▼
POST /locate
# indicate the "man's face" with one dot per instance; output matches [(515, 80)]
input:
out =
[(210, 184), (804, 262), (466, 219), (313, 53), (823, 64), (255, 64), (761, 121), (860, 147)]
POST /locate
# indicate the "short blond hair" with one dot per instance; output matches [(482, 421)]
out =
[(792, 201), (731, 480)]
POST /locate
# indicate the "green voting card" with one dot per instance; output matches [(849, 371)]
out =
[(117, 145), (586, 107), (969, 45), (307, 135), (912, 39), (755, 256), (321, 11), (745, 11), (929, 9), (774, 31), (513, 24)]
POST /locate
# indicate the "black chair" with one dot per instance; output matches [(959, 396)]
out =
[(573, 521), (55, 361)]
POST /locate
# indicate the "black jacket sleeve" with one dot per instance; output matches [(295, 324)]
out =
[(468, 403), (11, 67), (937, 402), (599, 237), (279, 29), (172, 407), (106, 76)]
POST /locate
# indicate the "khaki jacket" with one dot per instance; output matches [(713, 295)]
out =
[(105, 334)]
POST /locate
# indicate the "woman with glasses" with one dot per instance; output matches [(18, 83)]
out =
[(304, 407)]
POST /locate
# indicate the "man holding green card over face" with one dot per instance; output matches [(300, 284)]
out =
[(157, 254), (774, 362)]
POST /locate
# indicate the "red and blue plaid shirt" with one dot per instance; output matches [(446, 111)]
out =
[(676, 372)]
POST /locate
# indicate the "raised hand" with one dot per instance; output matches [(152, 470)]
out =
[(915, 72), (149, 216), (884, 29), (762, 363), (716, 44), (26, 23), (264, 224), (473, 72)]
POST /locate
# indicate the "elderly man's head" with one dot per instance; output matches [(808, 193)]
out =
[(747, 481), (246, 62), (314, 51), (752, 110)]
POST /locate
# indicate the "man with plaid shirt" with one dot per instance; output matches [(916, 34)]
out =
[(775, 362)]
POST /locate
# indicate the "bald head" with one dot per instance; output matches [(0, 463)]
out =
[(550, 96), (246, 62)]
▲
▼
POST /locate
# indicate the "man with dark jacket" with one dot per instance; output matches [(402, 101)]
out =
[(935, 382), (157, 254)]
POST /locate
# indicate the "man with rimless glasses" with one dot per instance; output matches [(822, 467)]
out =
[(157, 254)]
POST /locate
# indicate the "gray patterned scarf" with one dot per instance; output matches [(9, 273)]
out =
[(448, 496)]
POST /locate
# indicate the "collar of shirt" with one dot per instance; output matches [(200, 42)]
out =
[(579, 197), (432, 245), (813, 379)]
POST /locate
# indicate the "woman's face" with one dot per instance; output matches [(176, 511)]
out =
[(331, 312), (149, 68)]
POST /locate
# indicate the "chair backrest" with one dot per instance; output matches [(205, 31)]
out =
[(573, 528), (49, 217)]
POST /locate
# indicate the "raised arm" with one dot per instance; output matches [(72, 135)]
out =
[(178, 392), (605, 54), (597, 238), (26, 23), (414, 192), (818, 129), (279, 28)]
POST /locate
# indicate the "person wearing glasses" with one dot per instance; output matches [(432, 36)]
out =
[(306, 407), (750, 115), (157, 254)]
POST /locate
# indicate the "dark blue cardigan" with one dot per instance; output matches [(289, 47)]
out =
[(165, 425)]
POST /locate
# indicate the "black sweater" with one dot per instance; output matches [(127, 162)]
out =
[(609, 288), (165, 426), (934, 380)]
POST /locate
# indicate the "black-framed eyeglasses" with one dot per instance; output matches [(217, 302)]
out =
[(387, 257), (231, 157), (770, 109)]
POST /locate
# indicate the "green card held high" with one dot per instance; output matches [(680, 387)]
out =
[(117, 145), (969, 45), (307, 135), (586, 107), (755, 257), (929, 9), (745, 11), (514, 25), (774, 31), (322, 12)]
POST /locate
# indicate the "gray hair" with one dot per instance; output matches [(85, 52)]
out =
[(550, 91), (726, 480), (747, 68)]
▲
▶ Stated problem: Return each line of the items above that contains the word "jacket". The match is case-sensitive.

▶ Complete response:
# indicate the "black jacket sleeve" with one dot per instance; output matches [(295, 324)]
# indicate the "khaki jacket" with one dot per instance; output matches [(713, 295)]
# indicate the "man with dark jacket" with one dot per instance; output matches [(402, 101)]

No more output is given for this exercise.